_TASK PROMPT_
Return each line of the listing below that contains the string "vegetation".

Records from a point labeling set
================================
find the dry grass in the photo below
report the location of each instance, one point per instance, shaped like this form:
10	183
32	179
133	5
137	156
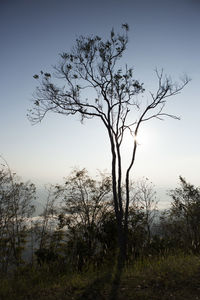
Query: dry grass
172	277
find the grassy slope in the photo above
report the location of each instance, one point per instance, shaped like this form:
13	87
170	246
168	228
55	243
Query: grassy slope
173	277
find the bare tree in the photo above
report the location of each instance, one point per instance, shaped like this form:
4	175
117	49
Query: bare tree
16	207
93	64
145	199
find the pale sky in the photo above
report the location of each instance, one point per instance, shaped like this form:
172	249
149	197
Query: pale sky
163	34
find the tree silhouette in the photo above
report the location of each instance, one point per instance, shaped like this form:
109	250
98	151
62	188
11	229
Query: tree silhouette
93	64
================================
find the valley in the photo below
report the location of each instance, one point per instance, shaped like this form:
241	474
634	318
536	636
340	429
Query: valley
================================
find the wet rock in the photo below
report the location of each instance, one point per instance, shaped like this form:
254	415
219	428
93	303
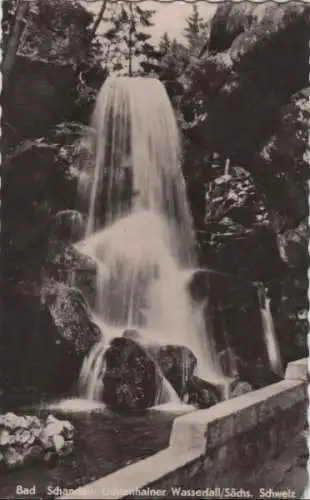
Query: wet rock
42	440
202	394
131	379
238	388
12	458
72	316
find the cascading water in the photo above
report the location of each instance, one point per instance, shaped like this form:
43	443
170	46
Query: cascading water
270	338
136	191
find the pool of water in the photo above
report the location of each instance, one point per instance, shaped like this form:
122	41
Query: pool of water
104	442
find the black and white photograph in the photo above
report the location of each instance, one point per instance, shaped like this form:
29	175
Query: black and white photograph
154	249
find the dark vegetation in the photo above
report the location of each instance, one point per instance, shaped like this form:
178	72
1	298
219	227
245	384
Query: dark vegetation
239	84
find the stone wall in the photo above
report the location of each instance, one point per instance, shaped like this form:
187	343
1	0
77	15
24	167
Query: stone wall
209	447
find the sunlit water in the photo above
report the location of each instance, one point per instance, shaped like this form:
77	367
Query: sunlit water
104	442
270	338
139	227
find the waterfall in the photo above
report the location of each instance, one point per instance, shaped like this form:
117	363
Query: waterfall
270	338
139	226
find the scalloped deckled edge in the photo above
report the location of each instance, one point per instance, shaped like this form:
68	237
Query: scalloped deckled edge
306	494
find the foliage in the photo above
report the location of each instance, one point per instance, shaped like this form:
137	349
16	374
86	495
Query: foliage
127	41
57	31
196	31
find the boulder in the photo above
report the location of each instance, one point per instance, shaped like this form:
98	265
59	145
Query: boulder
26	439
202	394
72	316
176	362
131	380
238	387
================================
_THE RESULT_
find the dark vegetation in the photo above
Query: dark vegetation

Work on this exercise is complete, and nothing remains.